▶ [EXTRACTED MATERIAL]

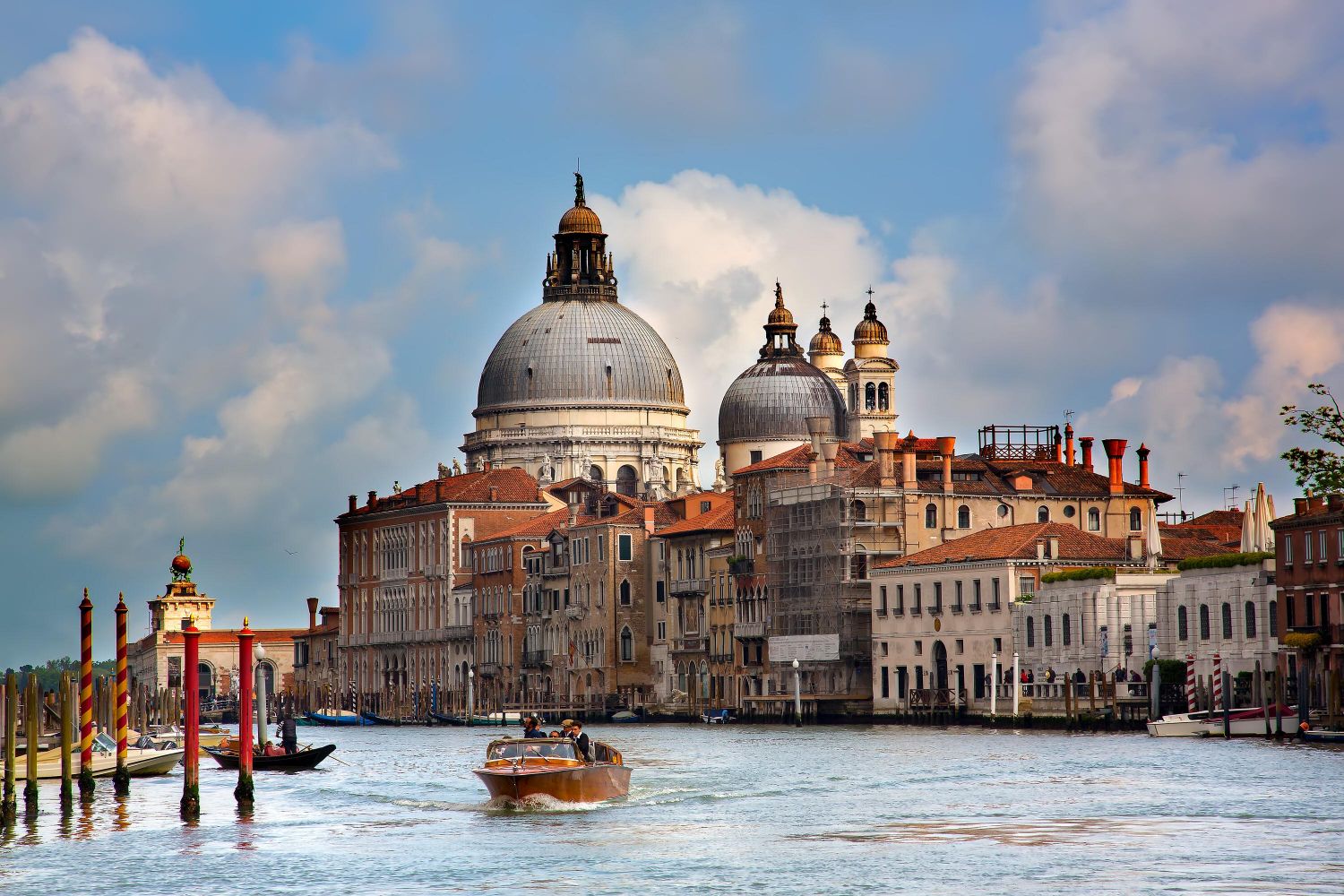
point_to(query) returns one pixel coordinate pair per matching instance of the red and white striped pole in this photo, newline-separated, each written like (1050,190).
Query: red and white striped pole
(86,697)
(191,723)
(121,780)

...

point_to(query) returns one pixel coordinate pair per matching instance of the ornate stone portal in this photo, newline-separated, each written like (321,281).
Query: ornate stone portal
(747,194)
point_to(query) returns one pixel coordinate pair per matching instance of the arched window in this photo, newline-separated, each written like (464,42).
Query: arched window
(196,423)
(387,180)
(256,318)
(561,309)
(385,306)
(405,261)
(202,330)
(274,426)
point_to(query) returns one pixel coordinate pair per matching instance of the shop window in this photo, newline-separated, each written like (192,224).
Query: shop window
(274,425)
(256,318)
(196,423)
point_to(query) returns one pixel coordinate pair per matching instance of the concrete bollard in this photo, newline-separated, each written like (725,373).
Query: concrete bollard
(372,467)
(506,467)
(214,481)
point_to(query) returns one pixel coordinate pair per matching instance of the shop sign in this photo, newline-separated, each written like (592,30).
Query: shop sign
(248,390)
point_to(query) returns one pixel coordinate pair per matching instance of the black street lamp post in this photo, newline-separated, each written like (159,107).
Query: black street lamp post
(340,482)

▶ [TASK DIRECTIONS] How many lines of the items above contain the word "lamp"? Reply with only the number.

▶ [RESPONSE FOR THIS EXERCISE] 2